Work to complete: Return the listing below unchanged, minus its pictures.

Stored entries:
-- -- --
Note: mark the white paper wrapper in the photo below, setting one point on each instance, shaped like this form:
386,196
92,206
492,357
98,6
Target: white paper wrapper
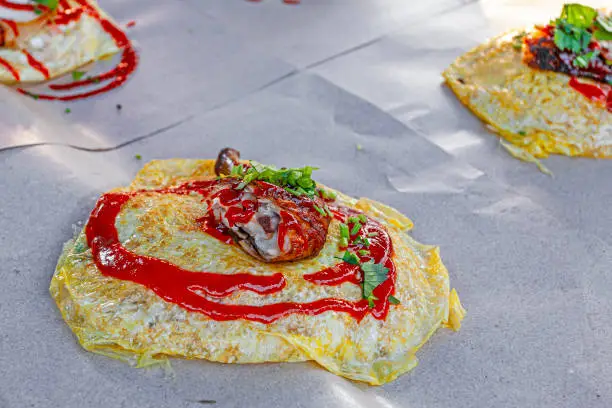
530,255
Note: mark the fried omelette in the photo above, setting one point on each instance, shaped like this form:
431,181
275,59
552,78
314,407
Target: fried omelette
545,90
323,306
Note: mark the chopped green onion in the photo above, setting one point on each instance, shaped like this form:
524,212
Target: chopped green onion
320,210
350,258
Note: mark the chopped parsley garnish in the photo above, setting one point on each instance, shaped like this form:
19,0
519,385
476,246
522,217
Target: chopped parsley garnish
77,75
326,194
571,38
297,181
320,210
363,241
576,27
350,258
344,235
373,276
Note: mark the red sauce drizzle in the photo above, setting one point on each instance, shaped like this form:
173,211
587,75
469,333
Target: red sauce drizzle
598,93
10,68
21,6
67,15
190,289
117,76
12,25
37,65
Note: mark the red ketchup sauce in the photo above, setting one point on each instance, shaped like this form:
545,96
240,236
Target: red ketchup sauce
598,93
12,25
192,290
21,6
64,15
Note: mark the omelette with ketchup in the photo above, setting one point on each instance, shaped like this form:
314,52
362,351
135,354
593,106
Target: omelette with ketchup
237,262
546,89
44,40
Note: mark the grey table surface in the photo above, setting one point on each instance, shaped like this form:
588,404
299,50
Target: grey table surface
530,255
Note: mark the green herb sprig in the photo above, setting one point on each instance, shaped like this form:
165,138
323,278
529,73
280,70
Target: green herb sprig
-- -- --
Task response:
Note: mark the white paper wrapper in the photo below, setting one point on each instance, shaped like this form:
386,196
92,206
492,357
98,6
Target: white paper wrapper
530,255
Note: mark the fried omelette in the photo above, setting one point on each instance, shaped like this form:
431,181
275,59
552,78
314,407
Target: fried omelette
545,90
323,306
Note: mark the chopped green onion in the photo above, setting one point on each instance, shaped like this form:
524,212
Target: chopped green onion
320,210
350,258
Note: mark the chopped parsley garnish in the photo above, setting one point on each instance, shaped like this form:
19,0
519,385
476,246
522,217
Target: chopped parsley garnish
77,75
326,194
571,38
297,181
320,210
363,241
576,27
350,258
344,235
373,276
Note: mark the red sauce drizzle in the photo above, setting one point on each instance, shaped like this form:
173,211
587,75
469,333
Target: red sauce drizzle
598,93
10,68
21,6
67,15
190,289
117,76
12,25
37,65
Note: mark the red ketchup sauce in the photo above, setting one point on each instance, shaped like this form:
545,96
240,236
Target: red ketchup sauce
598,93
12,25
192,290
21,6
64,15
Note: mark the omelette with ketchup in the photo above, setting one point on each instance, shaped like this form:
314,52
362,351
135,354
593,106
Target: omelette with ketchup
237,262
546,89
44,40
Note: mark the grey table surface in the photo above, setting one point on each instance, shaped like this form:
588,404
299,50
Target: grey table surface
530,255
Note: mark the green herb sprig in the photo above, setting one point on each instance, shaped like this form:
165,138
323,278
529,73
280,70
Target: green herb sprig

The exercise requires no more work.